Building Helpful Commit Messages

  • Steve Jones - SSC Editor

    SSC Guru

    Points: 714600

    Comments posted to this topic are about the item Building Helpful Commit Messages

  • peter.row

    SSCarpal Tunnel

    Points: 4290

    I echo the articles post, we use JIRA for tasks and the number 1 rule for all developers is you must put the task ID in the commit message, no if's, ands or buts about it. Any other text is syntatic sugar after that.

  • Jeff Moden

    SSC Guru

    Points: 993863

    Heh... good comments both simplify and rule the world.  It's too bad that people don't understand that comments external to the code, even in a VCS, are too easily lost.  We make sure that properly documented revision history is included in the flower box of the T-SQL code.  I'm not privy to how the front-enders do things in SVN (for now, we're moving to Jira... hope it's a change that's a change for the better and not just a change).

    --Jeff Moden


    RBAR is pronounced "ree-bar" and is a "Modenism" for Row-By-Agonizing-Row.

- - -

SHORT PROBLEM A ▸
Write out the part of the forum thread on commit messages that opens with the words containing "SSCarpal Tunnel" and closes with "just a change).".
The forum thread and the listing have nothing to do with each other.

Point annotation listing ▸
- - -

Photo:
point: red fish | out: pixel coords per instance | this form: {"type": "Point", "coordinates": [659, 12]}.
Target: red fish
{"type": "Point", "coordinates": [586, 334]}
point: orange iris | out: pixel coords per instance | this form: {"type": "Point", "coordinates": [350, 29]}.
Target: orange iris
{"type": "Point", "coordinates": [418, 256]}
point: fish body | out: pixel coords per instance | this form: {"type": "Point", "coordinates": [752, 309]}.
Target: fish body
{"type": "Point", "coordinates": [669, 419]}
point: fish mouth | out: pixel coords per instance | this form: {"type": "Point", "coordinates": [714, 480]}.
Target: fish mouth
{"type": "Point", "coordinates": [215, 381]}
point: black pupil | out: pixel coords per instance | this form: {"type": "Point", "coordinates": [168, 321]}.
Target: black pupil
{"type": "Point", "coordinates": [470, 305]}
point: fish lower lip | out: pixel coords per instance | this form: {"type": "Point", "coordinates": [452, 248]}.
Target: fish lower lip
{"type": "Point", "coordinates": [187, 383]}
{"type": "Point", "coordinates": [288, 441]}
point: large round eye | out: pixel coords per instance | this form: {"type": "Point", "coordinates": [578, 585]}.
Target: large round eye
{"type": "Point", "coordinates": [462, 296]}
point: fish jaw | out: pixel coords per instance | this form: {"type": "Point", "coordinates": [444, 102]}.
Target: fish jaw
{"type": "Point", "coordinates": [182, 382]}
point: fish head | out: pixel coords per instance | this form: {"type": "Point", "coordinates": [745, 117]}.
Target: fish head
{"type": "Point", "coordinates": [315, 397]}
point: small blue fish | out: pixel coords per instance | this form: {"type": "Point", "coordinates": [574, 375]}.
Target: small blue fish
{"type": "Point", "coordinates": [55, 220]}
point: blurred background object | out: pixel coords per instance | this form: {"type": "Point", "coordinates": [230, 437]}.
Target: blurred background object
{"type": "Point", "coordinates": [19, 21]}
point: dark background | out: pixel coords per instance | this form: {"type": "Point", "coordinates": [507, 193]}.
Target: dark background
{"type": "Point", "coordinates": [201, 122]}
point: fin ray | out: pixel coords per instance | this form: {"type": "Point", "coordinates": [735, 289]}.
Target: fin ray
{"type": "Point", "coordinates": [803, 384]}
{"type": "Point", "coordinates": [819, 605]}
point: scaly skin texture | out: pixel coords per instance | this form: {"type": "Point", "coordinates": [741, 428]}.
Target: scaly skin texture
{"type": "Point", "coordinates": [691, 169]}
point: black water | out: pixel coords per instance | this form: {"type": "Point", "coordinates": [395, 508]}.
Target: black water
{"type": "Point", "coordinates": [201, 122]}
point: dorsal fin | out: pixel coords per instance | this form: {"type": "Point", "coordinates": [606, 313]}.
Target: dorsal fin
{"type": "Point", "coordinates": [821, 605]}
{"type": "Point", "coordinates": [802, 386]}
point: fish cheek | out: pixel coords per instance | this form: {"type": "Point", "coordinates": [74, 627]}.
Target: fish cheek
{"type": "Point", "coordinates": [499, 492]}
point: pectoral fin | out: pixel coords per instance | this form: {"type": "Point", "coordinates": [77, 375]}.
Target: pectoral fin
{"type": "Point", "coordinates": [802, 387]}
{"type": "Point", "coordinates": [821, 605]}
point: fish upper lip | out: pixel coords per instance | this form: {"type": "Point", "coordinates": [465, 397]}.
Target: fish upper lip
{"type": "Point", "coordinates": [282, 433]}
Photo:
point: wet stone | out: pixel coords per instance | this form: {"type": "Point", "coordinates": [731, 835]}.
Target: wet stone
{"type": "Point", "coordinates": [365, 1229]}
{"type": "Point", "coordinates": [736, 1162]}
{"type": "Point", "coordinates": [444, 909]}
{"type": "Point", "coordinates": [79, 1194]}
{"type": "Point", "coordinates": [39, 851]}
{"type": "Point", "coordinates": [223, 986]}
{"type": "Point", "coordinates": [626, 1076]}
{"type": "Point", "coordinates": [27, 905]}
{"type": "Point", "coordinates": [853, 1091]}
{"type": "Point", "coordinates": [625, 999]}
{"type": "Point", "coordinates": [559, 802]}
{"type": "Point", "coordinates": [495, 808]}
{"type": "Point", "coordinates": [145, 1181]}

- - -

SHORT PROBLEM B ▸
Gather every line of the listing that contains the word "water".

TASK OUTPUT A ▸
SSCarpal Tunnel

    Points: 4290

    I echo the articles post, we use JIRA for tasks and the number 1 rule for all developers is you must put the task ID in the commit message, no if's, ands or buts about it. Any other text is syntatic sugar after that.

  • Jeff Moden

    SSC Guru

    Points: 993863

    Heh... good comments both simplify and rule the world.  It's too bad that people don't understand that comments external to the code, even in a VCS, are too easily lost.  We make sure that properly documented revision history is included in the flower box of the T-SQL code.  I'm not privy to how the front-enders do things in SVN (for now, we're moving to Jira... hope it's a change that's a change for the better and not just a change).

TASK OUTPUT B ▸
point: black water | out: pixel coords per instance | this form: {"type": "Point", "coordinates": [395, 508]}.
Target: black water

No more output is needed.